Record set
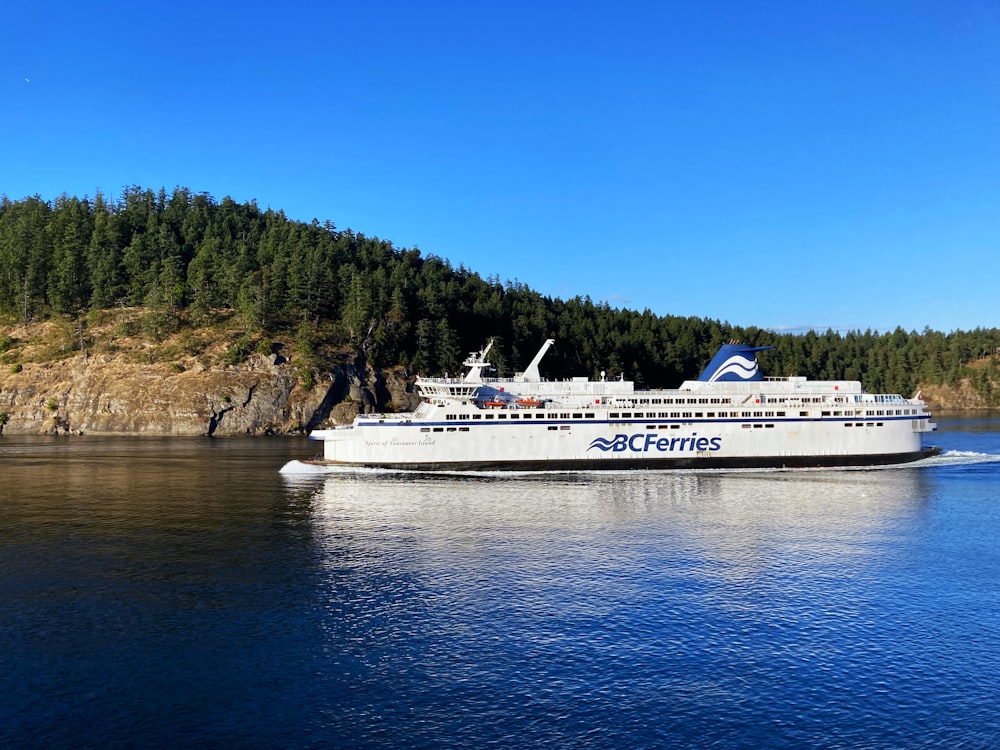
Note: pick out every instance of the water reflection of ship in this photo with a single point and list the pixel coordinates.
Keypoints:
(727, 526)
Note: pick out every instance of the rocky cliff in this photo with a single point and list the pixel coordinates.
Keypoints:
(112, 393)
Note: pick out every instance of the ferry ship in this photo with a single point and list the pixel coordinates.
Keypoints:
(730, 417)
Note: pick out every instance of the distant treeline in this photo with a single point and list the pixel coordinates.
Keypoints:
(184, 254)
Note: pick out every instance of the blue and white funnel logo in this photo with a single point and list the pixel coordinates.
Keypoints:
(733, 362)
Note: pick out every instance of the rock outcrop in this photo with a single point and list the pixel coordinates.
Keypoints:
(105, 394)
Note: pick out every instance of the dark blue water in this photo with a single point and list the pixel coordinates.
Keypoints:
(185, 593)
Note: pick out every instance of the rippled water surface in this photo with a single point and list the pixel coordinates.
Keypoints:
(185, 593)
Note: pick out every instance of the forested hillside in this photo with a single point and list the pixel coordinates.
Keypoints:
(183, 257)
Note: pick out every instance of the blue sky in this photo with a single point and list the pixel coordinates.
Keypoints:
(787, 165)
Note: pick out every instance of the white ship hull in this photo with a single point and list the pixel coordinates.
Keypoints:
(604, 443)
(731, 417)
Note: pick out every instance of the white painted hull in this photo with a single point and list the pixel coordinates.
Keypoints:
(613, 444)
(729, 418)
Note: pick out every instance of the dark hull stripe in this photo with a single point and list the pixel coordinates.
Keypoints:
(615, 464)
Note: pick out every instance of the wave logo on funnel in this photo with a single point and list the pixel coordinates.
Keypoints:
(733, 362)
(738, 367)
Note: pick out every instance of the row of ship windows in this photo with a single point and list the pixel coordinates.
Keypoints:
(525, 415)
(756, 426)
(685, 414)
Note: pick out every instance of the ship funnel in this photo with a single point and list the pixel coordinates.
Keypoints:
(734, 362)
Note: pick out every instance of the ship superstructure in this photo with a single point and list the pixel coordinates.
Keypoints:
(730, 417)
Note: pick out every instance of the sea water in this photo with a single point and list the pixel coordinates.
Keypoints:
(186, 593)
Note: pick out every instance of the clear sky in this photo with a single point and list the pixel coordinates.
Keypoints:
(789, 165)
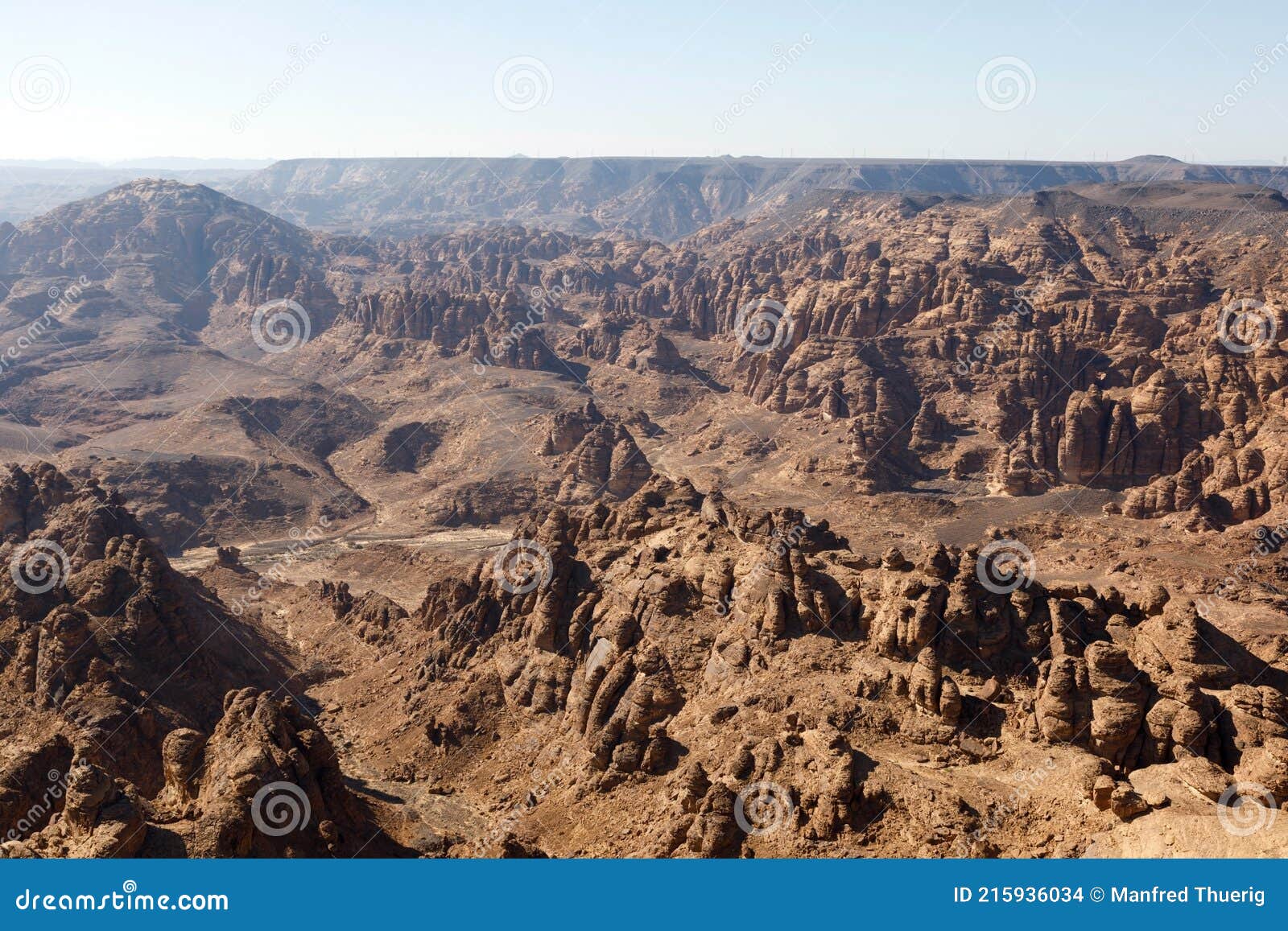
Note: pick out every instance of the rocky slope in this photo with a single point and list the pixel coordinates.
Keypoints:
(821, 531)
(663, 199)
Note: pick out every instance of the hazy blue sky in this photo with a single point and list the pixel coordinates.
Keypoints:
(132, 79)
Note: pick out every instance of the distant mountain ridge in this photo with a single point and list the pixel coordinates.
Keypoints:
(663, 199)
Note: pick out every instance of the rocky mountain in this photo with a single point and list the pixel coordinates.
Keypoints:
(727, 515)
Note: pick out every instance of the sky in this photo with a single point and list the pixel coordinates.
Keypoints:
(965, 79)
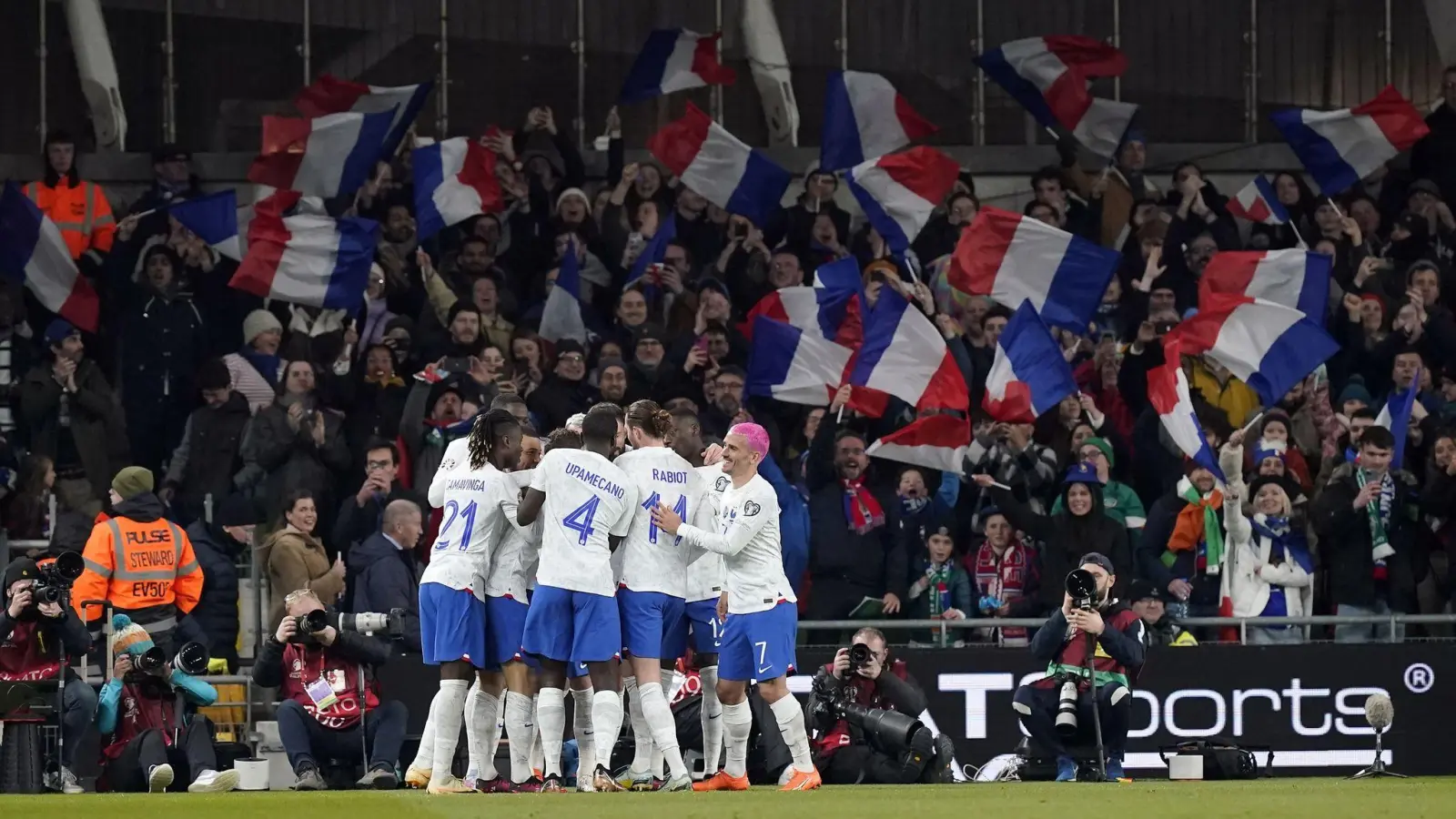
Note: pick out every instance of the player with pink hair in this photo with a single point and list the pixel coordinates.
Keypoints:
(757, 640)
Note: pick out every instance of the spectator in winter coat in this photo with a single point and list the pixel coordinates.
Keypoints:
(386, 571)
(218, 547)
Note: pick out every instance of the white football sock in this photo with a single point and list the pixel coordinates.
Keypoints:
(790, 716)
(449, 714)
(737, 726)
(551, 717)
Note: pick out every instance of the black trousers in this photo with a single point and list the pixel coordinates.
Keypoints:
(189, 756)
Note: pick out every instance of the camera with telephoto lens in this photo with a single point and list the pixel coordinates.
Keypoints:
(55, 584)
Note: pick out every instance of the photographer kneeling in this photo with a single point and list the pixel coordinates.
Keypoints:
(863, 716)
(318, 671)
(1059, 707)
(38, 630)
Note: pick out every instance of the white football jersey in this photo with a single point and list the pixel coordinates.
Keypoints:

What you have to do
Without the pictures, restate each entry exactly.

Answer
Note: pick out every instance of the water reflection of ship in this photo with a single point and list the pixel coordinates.
Keypoints:
(727, 526)
Note: pick out every instance of the rocky cliff in this photo with a single point and list the pixel coordinates.
Keypoints:
(112, 393)
Note: pick out every instance of the ferry ship in this photo with a single point and list the pixel coordinates.
Keypoints:
(730, 417)
Note: pick out every instance of the distant treeline in this photo with a single point and list the pixel coordinates.
Keypoints:
(184, 254)
Note: pick out every instance of the blue and white funnel logo in this photo with a single point and list the pixel coordinates.
Keypoints:
(733, 362)
Note: pick out every instance of the rock outcrop in this photo with a single point and list the pixel coordinates.
Keypoints:
(105, 394)
Note: pick out every instance of the dark blue water in this photo with a single point and list the pixel coordinates.
Keypoints:
(185, 593)
Note: pick out every instance of the rippled water surface in this photo with a single point and list the pixel coordinates.
Keypoints:
(185, 593)
Note: pick out every instance of the forested hillside in this photo with a single point and list the pixel coordinates.
Keypoints:
(183, 257)
Note: pick out every instance of the blue sky in this photo with a single point and list the pixel coordinates.
Keypoints:
(787, 165)
Note: pick out every instance of the white ship hull in this photo with a single point and list the pixel coordinates.
Keypoints:
(604, 443)
(731, 417)
Note: pick out every instance of the white painted hull in this photo with a single point and list the pixel coordinates.
Keypoints:
(613, 444)
(729, 418)
Note: pick out every instance of the dark hull stripe in this photo with a single point and list the pixel coordinates.
Keypoints:
(615, 464)
Note: pick out every instance of the wave logo on funnel in this photo with a single point and list the pixel coordinates.
Keypoints:
(733, 362)
(738, 367)
Note: pick out every instance of the row of ship windows in this photo with a single point and list the pixel coordinates.
Keypoints:
(525, 415)
(756, 426)
(685, 414)
Note: pick out every instance of the ship funnel in this photo with a single point and list the pixel coordinates.
Keypoints:
(734, 362)
Note: pick out every instance of the ship superstructure in this photo with a single point and list the pixel coordinates.
Keypoints:
(730, 417)
Note: pick out every instance of the sea water in this photo with a single point and list the pixel coordinates.
Keypoints:
(186, 593)
Note: pick out every instance of the clear sky in this photo with a single point and list the pixel coordinates.
Keypoints:
(789, 165)
Note: pick out every instance of the rocky slope in this photo with a single point and list the pixel coordinates.
Keypoints:
(821, 531)
(663, 199)
Note: pick out every instance of the hazy blue sky in this photo with a single point and list the pixel coordinates.
Keypoints:
(132, 79)
Note: pick out every instance of the distant mountain ridge in this photo with a single point and list the pixel coordinates.
Keypoints:
(663, 199)
Note: pick out every instance of the rocky mountain in this photo with a single point and list the pixel coordinates.
Keypoints:
(727, 515)
Note: pick out every instance of the sky in this photo with a single point and list the pixel coordinates.
Keypoints:
(965, 79)
Note: pick out every instance of the player with pink hair in this photo with a single point and list the pixel coordinates.
Keypoints:
(757, 640)
Note: pick out every instance of the spectator in winter coat in this photo with a single point and list the pixel coordinates.
Keypoints:
(386, 571)
(218, 547)
Note: pick out every instance of the white football sock in this photo with a single point and list the pixel coordinates.
Keypoints:
(790, 716)
(449, 714)
(737, 726)
(551, 717)
Note: pick out every instance of the black trousers in this photo with a single point and list the pixel coordinates.
Keypoints:
(189, 756)
Note: pick out every instance of the camera with telephoto lens in this photo with a single point and list the pixel coordinates.
Keypoints:
(55, 584)
Note: pick out every instance of the photographer kneeling in this photo with a single point and list the pixel coordinates.
Keypoints:
(863, 716)
(318, 671)
(1059, 707)
(38, 630)
Note: pick out every instance of the white football jersey in this photo with a single point and list the pixel coordinates.
Keypoints:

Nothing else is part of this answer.